Data records
====

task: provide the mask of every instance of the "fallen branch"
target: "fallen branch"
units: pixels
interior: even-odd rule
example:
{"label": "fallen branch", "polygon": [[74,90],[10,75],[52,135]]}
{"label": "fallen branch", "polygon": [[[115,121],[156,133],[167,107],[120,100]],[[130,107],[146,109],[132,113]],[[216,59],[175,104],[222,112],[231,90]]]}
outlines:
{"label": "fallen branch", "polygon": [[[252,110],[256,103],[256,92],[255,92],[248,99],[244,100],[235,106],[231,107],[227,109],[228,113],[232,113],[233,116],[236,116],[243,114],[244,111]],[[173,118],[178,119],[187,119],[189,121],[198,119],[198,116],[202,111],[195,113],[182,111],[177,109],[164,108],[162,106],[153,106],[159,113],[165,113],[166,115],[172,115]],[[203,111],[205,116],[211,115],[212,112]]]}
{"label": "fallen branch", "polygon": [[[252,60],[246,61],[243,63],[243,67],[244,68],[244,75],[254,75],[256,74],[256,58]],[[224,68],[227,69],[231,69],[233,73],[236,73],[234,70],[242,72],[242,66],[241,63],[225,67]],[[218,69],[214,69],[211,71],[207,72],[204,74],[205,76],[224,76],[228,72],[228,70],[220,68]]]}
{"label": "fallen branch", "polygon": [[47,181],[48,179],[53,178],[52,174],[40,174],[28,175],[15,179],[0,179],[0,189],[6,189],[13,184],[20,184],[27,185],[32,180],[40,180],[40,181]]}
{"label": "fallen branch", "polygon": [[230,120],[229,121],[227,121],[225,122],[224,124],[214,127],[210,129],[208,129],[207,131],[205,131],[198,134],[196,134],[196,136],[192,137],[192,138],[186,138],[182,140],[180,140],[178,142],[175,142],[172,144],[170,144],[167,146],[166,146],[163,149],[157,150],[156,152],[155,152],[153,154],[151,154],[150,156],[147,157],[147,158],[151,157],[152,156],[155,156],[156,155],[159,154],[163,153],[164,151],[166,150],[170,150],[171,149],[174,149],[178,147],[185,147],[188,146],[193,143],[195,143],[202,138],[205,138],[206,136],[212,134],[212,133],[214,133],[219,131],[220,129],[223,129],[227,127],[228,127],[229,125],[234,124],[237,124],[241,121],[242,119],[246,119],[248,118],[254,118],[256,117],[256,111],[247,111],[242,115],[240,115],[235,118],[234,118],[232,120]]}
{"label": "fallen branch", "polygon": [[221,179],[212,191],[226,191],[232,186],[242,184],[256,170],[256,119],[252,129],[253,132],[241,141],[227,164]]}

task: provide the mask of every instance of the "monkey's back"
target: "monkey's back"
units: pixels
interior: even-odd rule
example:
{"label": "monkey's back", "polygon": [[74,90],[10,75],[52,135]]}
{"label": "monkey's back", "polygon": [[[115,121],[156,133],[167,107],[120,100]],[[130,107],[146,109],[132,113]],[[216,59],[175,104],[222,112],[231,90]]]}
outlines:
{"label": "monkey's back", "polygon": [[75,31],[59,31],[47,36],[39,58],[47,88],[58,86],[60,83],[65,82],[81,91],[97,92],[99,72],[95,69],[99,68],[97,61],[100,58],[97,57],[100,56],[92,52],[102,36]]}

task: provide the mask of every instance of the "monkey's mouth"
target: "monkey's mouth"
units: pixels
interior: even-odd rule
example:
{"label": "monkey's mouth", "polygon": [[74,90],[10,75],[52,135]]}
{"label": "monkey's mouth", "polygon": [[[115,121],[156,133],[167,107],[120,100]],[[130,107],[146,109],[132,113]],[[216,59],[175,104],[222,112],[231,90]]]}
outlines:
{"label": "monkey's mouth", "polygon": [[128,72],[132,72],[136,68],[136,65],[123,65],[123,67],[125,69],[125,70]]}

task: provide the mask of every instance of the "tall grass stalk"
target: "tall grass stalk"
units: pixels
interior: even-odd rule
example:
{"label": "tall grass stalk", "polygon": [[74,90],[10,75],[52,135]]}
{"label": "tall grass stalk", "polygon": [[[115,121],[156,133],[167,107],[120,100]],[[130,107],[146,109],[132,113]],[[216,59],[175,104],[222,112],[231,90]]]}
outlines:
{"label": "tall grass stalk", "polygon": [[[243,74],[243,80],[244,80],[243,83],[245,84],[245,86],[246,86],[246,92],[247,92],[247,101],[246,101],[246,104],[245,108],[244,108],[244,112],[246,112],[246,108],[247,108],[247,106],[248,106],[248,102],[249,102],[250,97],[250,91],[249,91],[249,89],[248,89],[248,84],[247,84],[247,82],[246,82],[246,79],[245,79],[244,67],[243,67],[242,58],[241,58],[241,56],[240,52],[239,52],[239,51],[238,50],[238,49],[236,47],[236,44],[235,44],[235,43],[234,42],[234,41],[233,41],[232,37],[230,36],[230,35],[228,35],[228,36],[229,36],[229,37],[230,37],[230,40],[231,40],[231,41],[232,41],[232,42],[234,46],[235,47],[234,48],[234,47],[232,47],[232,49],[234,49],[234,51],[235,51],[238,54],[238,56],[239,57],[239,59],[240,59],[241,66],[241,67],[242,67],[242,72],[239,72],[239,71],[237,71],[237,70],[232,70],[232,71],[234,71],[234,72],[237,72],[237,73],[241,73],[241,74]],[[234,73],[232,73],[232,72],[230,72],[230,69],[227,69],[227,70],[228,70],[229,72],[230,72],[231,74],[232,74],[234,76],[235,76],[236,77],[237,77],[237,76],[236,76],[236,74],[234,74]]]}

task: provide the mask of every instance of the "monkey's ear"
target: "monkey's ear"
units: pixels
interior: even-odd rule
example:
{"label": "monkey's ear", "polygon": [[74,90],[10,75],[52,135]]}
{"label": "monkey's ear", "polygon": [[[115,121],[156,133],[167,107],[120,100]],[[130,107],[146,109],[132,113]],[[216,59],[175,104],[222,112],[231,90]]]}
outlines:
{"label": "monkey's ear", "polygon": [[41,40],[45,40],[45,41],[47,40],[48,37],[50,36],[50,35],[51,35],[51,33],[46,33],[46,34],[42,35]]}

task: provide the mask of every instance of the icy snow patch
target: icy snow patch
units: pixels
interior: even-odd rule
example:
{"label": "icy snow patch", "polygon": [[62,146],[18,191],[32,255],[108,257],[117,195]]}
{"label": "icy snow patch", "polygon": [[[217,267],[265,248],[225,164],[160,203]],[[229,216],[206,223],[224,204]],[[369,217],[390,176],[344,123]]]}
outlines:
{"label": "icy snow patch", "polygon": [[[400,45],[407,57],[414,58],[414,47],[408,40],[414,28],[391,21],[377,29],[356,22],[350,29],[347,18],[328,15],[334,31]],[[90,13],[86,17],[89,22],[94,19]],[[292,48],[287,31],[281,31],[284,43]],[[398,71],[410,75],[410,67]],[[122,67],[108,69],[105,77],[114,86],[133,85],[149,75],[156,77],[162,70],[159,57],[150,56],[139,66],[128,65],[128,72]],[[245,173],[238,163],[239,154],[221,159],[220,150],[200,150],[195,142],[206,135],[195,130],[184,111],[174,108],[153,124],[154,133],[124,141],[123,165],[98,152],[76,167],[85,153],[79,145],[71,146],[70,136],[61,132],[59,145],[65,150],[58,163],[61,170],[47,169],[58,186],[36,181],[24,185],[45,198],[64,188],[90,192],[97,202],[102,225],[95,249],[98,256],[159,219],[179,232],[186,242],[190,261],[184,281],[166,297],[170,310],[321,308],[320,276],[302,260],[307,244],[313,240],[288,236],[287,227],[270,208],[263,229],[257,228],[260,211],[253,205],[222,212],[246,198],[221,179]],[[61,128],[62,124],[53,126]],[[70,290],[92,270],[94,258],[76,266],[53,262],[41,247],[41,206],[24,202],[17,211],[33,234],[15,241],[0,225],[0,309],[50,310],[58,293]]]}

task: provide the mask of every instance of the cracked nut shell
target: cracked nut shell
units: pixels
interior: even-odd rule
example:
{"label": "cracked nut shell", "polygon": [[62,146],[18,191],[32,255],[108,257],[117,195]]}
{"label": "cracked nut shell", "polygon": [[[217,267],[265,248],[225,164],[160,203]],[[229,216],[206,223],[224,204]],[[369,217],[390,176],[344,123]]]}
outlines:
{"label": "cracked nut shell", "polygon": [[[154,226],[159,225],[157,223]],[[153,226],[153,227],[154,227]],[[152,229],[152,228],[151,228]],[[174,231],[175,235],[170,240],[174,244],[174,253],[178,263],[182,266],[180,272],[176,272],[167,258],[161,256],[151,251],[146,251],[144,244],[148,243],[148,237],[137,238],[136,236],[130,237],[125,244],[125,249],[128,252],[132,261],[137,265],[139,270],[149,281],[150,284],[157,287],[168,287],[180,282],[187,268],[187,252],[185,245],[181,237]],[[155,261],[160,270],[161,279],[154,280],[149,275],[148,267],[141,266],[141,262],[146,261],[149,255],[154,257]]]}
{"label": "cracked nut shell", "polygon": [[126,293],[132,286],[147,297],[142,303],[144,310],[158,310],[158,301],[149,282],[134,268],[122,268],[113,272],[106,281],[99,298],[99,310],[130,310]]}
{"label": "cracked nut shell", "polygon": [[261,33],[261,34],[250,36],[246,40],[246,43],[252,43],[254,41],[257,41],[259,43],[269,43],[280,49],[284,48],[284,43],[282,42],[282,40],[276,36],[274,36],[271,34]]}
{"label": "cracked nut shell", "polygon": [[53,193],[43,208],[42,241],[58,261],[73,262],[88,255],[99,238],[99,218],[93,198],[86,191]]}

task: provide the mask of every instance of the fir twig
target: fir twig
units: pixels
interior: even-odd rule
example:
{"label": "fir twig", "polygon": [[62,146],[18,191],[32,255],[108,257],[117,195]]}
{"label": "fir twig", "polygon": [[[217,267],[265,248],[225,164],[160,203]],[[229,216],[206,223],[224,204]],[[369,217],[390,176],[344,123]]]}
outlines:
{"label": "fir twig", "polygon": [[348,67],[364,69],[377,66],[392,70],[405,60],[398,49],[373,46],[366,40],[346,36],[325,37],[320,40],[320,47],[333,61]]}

====

Return, word for word, every line from the line with "task: provide the mask of every instance of the fir" to the final line of the data.

task: provide the mask of every instance of the fir twig
target: fir twig
units: pixels
interior: even-odd rule
example:
{"label": "fir twig", "polygon": [[62,146],[18,191],[32,255],[108,257],[117,195]]}
{"label": "fir twig", "polygon": [[[217,267],[265,248],[225,164],[160,203]],[[229,216],[206,223],[224,204]],[[369,217],[390,176],[344,123]]]}
outlines:
{"label": "fir twig", "polygon": [[348,67],[364,69],[377,66],[392,70],[405,60],[398,49],[373,46],[366,40],[346,36],[325,37],[320,40],[320,47],[333,61]]}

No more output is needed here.